EXTRAIT DU TEXTE>
Faut-Il Croire Aux Théories Extraterrestres ?
Quand on creuse un peu, le mystère des pyramides devient beaucoup moins… extraterrestre.
L’édification des pyramides d’Égypte constitue l’un des accomplissements architecturaux les plus remarquables de l’Antiquité. L’érection de celles-ci durant l’Ancien Empire égyptien (2686-2181 av. J.-C.) représente l’apogée d’un savoir-faire architectural que peu de sociétés antiques pouvaient se targuer de maîtriser.
La perfection géométrique de ces édifices et leur alignement astronomique a contribué à nourrir les fantasmes autour d’une prétendue intervention d’une espèce extraterrestre dans leur construction à partir du XXᵉ siècle.
Des théories du complot ont alors largement essaimé, portées encore plus fort avec l’avènement du web, et, plus tard, des réseaux sociaux. Transferts de connaissances de la part des aliens aux bâtisseurs, aide technique, pyramides utilisées comme aéroports pour vaisseaux spatiaux, pyramides comme accumulateurs d’énergie cosmique, etc. Qu’en est-il vraiment ?

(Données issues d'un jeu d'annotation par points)

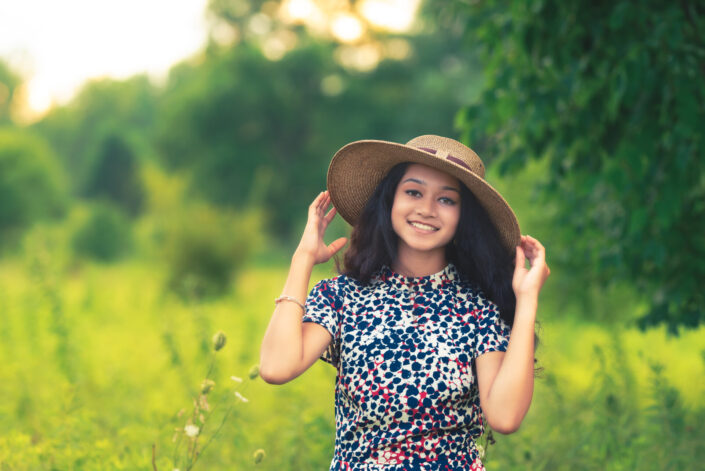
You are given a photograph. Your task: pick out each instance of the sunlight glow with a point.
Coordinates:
(57, 46)
(347, 28)
(393, 15)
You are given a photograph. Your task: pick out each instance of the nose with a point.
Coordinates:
(426, 207)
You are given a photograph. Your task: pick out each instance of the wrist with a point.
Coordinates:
(303, 257)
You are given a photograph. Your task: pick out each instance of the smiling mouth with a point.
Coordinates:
(423, 227)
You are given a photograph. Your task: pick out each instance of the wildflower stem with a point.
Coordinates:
(215, 434)
(154, 457)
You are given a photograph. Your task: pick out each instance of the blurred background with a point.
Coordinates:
(156, 164)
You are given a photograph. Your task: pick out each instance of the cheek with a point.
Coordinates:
(453, 217)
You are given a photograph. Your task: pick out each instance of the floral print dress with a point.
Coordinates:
(406, 397)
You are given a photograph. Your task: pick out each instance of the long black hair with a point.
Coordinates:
(476, 250)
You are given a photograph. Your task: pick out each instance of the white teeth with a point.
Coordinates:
(423, 226)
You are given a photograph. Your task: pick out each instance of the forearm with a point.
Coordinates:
(282, 345)
(513, 387)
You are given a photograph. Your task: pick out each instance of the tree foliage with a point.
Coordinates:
(115, 175)
(77, 132)
(253, 130)
(31, 183)
(611, 94)
(9, 81)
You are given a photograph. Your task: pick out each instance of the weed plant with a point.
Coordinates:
(609, 399)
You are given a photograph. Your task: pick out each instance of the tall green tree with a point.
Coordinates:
(77, 131)
(115, 175)
(253, 130)
(611, 95)
(32, 183)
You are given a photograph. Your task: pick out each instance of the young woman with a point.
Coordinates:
(418, 322)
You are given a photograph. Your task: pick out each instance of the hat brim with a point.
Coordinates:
(357, 168)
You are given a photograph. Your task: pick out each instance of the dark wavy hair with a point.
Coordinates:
(476, 251)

CONSIGNE> Poursuivez le texte sur les théories extraterrestres autour des pyramides d'Égypte à partir de sa dernière phrase.

RÉPONSE ATTENDUE>
Analyse archéologique des évolutions architecturales : réfutation empirique des hypothèses extraterrestres
L’étude stratigraphique et chronologique des sépultures pharaoniques met en lumière une progression architecturale documentée, s’étalant sur plusieurs siècles. Les mastabas, pyramides primitives apparues dès la période prédynastique (vers 3 200 av. J.-C.), se caractérisent par leur structure quadrangulaire en briques crues, aux dimensions moyennes de 20 mètres sur 30. Ces édifices, dont les plus anciens spécimens ont été découverts à Saqqarah et Abydos, présentent une superstructure simple recouvrant une chambre funéraire souterraine.
La transition vers l’architecture pyramidale s’est opérée graduellement sous la IIIᵉ dynastie (2 686 - 2 613 av. J.-C.). L’architecte Imhotep, également Grand Prêtre d’Héliopolis et médecin royal, conçut alors pour le pharaon Djéser (2 667- 2 648 av. J.-C.) la première pyramide à degrés de Saqqarah. Cette innovation architecturale majeure, haute de 62,5 mètres, superpose six mastabas de dimensions décroissantes, créant ainsi une structure étagée inédite. Les techniques de construction employées – notamment l’utilisation de pierres taillées en lieu et place des briques crues – témoignent d’une évolution technologique endogène.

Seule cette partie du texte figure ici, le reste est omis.